Return the data below unchanged, line for line.
===============
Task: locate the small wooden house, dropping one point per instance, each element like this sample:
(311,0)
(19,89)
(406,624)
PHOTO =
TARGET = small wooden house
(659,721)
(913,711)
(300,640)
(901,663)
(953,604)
===============
OUTPUT FOR THIS EXERCISE
Task: locate the small wooden house, dropping one point per instance, each element like this sample:
(311,0)
(19,89)
(406,624)
PHOTO =
TARGET = small wooden house
(659,721)
(913,711)
(300,640)
(901,663)
(953,604)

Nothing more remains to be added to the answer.